- Extract provided -

------------------------------------------------------------------------

| > Many of their discoveries are reformulations of older drugs meant to allow a repatenting and re-marketing of old ideas. I think you're confusing evergreening, which is a real problem, with the number of NME's that are being generated. NME's are "new molecular entities", or totally new formulations. >Many of the new supposedly breakthrough drugs do not provide significant improvements in mortality, but do cost huge amounts of money so that they can recoup their investment. Low hanging fruit has been taken and newer methods of discovering safe and effective drugs are needed. You might find this shocking, but pharma is a dying business. Companies are divorcing their drug development departments into separate businesses so they can fail gracefully. The blockbuster drugs that can recoup the investment of looking for a needle in a haystack aren't coming any more. >If, as these statistics imply, you can show that the drugs and other changes in medical care that provide positive changes to quality of life and mortality are coming from government research significantly more so than other sources then why subsidize private research, why protect the private drug development system that results in outrageously priced drugs, why waste 2/3rds of research money to produce such a disproportionately small portion of the advancements in medical knowledge? This is absolutely, 100% totally and COMPLETELY false. The government IS NOT INVOLVED IN DRUG RESEARCH. Honestly, period. They can't afford it! It costs a billion dollars to whittle 10,000 drug candidates into 1 FDA approved drugs. NIH grants aren't even 1% of that cost. The government is not responsible for very much actual drug development at all. They don't own or fund the labs. They fund the schools that do the work on the lower level theory, on the tools and concepts that will one day be commercially viable. Private labs handle the vast majority of all new molecular entity discovery, pre-trial, trial, etc. They have the money, labs and teams capable of handling it -- NIH funded labs often don't! Here's a list of NME's for 2013 so far: http://www.fda.gov/drugs/developmentapprovalprocess/druginno... Remember, the FDA is the gatekeeper and these companies research thousands and thousands of candidates looking for something that they can statistically prove safety and efficacy of to the FDA, and the FDA gets to decide. As you can see from that list, the FDA doesn't allow new molecules out very often. |
Some people have argued that maybe those 2/3 should be tax money too. Its a bit weird situation where the state already pays for 1/3 of the R&D, and then on top of that give state enforced monopoly in 20 years periods for those who invest in the other 2/3 (additional monopoly period is also granted by the FDA after an successful drug trial). State enforced monopoly is often describe as tax raised outside congress control, and has its history and name (letters patent = royal decree) from that purpose.
One question we should ask is what the industry brings to the table if we took away all state funded involvement. Is it more efficient to bring competition through patent grants rather than direct research and development grants? Do we get larger and more spread out pool of investment that could not happen without a few blockbuster drugs to get gambling money? We should ask for data which prove that the current method (1/3 of the funding and granted state monopolies) is the best use of tax money. Maybe at least demand some kind of high standard when a company take research supported by the 1/3, and claim a new invention based on already known and disclosed techniques. The India model is to demand an increased efficiency, beyond showing that the modification of the old drug is novel.

------------------------------------------------------------------------

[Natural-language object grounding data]
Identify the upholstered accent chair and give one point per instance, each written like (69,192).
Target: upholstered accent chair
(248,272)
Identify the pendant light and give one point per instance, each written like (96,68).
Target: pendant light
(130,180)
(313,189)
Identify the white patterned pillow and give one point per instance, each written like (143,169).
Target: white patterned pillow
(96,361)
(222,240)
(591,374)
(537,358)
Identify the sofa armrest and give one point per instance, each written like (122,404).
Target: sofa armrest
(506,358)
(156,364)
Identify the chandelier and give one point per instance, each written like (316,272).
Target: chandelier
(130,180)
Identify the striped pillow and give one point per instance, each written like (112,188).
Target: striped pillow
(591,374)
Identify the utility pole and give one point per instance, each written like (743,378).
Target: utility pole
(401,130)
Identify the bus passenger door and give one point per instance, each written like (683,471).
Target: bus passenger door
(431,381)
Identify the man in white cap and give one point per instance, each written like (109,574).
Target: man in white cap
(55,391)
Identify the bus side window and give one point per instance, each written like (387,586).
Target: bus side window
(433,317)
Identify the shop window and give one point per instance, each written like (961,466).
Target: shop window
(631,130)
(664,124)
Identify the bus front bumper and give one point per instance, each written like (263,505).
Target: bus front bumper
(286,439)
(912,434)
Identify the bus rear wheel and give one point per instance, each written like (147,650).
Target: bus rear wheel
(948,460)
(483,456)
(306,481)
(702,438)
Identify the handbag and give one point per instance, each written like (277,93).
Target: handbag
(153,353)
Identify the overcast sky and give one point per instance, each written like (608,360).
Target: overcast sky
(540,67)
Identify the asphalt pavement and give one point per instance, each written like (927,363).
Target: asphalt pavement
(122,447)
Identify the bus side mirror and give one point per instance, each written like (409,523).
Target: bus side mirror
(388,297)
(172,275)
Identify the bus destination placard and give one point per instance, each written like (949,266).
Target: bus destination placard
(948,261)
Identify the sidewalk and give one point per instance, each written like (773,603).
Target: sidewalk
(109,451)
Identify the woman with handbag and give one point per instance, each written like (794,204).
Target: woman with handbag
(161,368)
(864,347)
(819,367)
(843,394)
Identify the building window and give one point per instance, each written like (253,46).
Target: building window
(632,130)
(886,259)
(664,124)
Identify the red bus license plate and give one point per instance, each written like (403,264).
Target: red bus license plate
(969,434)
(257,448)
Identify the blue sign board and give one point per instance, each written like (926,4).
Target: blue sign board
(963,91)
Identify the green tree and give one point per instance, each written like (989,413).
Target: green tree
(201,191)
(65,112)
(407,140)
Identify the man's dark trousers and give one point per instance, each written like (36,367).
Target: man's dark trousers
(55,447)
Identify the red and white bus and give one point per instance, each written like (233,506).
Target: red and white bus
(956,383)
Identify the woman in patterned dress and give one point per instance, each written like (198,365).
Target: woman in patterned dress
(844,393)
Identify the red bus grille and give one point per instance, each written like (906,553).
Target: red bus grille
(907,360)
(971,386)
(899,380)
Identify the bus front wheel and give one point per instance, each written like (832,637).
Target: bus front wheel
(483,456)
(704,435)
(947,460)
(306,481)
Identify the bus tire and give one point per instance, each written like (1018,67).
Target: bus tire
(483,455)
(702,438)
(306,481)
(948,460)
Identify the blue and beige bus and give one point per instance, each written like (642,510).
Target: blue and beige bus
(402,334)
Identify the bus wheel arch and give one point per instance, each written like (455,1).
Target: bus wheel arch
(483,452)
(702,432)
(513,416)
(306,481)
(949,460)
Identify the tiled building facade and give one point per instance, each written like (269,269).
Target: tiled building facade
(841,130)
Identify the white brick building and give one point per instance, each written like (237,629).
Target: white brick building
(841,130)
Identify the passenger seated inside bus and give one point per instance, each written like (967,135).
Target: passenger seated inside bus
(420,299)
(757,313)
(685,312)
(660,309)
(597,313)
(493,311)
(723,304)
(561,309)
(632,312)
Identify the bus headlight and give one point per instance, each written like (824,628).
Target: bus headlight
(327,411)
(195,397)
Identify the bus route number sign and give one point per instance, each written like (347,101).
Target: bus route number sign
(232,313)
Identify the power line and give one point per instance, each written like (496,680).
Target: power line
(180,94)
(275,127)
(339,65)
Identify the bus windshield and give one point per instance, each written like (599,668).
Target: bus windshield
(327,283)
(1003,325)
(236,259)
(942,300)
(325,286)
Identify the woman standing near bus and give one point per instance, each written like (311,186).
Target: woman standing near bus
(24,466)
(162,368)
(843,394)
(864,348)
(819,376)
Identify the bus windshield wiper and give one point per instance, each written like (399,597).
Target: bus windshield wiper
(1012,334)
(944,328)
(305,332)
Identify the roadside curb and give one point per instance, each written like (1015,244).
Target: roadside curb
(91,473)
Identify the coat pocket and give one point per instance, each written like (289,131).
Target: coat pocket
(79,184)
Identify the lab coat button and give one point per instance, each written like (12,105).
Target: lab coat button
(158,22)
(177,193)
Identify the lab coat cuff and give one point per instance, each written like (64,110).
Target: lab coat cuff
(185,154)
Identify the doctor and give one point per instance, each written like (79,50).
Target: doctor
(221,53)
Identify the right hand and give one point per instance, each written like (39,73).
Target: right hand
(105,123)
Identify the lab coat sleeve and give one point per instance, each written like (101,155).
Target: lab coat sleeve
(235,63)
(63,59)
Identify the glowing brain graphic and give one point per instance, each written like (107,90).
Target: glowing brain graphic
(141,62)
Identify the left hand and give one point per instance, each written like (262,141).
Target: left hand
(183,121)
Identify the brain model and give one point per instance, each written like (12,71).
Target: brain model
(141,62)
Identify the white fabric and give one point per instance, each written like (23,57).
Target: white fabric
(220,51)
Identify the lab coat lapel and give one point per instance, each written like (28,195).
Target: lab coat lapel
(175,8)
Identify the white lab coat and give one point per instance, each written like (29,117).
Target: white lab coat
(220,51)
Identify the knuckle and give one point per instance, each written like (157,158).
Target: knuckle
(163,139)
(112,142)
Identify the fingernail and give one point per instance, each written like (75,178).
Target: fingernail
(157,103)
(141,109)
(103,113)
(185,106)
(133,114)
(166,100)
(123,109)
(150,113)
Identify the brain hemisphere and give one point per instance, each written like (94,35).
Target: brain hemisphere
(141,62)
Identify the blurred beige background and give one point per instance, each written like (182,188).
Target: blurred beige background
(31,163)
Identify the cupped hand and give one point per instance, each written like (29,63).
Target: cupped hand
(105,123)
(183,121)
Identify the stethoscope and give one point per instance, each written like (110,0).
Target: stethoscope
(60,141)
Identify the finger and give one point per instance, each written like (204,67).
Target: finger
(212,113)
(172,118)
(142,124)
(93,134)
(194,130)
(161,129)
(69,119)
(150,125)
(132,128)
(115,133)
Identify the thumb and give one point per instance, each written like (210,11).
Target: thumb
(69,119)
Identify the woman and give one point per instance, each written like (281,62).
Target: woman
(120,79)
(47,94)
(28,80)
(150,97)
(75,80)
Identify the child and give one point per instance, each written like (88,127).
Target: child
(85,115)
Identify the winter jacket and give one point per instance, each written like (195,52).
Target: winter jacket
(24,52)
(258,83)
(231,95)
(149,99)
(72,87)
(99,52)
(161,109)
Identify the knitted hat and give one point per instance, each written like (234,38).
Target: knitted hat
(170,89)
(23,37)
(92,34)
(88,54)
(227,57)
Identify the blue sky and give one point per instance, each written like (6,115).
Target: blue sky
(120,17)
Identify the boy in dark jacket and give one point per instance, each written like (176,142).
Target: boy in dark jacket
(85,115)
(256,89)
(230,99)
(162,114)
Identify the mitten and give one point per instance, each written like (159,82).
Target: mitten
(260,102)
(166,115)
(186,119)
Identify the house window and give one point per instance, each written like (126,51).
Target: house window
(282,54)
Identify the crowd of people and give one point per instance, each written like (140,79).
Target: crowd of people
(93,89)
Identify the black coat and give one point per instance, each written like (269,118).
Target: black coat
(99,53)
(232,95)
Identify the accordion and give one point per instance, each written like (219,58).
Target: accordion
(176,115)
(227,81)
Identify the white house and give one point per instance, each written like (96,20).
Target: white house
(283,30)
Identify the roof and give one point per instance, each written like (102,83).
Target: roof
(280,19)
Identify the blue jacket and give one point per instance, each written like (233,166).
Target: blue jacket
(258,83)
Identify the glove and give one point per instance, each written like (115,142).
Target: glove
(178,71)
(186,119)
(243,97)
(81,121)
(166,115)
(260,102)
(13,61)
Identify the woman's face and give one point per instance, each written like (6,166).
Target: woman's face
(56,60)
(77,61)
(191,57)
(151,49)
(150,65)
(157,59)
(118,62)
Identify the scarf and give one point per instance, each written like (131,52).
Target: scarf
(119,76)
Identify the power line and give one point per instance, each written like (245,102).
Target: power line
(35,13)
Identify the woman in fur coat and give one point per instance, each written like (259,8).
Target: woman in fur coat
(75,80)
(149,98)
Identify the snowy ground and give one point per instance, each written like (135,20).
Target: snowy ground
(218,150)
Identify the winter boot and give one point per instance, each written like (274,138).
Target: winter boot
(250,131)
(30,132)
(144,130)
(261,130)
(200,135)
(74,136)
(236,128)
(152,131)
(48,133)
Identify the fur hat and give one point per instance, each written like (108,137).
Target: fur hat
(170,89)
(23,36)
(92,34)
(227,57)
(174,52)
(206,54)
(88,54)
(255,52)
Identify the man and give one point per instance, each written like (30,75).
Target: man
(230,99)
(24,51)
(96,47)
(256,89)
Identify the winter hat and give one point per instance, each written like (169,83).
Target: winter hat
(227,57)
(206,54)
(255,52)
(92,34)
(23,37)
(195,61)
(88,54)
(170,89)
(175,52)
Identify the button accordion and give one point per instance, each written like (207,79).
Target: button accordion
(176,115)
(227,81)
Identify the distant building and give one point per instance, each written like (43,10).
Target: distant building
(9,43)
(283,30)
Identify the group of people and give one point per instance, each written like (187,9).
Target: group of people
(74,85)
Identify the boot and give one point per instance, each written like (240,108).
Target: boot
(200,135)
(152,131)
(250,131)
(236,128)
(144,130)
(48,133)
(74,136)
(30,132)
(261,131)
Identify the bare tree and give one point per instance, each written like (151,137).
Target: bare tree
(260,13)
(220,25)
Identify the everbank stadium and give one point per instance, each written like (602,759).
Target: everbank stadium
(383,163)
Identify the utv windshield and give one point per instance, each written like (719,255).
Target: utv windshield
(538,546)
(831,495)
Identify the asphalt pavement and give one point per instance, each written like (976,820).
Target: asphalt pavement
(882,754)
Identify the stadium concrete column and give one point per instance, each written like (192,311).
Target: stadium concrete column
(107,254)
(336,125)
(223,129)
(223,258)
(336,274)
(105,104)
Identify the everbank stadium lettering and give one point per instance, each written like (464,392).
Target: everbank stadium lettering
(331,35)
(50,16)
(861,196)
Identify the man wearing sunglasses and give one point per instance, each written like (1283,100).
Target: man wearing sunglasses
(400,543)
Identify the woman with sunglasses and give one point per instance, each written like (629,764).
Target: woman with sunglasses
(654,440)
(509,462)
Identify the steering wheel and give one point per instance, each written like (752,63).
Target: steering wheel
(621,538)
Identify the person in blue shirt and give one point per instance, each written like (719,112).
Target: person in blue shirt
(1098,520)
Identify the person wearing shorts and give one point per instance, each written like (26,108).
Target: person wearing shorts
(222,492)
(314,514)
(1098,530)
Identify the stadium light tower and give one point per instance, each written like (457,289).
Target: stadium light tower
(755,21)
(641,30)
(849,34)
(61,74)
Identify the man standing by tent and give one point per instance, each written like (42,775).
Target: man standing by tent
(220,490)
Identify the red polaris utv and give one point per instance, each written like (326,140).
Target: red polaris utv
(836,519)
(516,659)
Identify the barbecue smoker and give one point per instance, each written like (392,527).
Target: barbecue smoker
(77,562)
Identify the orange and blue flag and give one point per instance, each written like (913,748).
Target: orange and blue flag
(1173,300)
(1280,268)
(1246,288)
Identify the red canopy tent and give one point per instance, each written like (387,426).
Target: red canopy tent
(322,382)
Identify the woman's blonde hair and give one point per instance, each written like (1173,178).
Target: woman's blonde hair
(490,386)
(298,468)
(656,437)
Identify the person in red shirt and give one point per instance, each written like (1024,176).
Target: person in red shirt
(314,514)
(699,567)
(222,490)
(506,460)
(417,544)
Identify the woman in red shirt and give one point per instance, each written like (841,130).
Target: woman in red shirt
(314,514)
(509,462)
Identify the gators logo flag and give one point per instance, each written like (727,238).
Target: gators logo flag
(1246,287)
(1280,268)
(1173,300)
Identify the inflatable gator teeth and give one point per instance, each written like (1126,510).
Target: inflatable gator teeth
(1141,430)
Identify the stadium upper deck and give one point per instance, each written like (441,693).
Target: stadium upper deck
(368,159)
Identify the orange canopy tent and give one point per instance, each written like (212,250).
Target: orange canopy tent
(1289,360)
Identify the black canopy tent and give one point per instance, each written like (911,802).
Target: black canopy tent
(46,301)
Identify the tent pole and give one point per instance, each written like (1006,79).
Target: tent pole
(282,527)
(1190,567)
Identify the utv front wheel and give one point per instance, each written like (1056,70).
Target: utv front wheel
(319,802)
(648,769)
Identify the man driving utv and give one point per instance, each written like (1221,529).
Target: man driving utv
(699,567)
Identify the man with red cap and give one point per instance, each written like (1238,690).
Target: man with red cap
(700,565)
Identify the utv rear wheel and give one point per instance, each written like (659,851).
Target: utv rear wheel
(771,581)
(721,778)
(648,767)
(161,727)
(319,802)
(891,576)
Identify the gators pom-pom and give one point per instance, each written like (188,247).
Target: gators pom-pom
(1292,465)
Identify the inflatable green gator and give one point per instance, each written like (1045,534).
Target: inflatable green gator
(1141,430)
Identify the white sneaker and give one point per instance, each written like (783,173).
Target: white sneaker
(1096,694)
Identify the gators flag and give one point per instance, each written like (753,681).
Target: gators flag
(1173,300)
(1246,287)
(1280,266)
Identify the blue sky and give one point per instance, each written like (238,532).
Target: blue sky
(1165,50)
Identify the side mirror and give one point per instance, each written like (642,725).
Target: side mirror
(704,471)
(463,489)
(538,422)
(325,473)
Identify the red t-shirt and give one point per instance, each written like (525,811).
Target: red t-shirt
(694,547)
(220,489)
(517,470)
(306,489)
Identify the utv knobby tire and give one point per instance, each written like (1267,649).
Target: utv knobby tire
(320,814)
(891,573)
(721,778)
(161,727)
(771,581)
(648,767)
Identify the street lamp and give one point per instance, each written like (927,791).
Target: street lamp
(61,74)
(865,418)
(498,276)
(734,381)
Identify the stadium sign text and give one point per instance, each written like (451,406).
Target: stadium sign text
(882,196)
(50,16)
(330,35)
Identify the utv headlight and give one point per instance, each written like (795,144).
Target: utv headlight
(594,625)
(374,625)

------------------------------------------------------------------------

- Task directions -
In the discussion of drug research above, what does it cost to narrow 10,000 drug candidates down to one FDA-approved drug?

- Response for this exercise -
A billion dollars.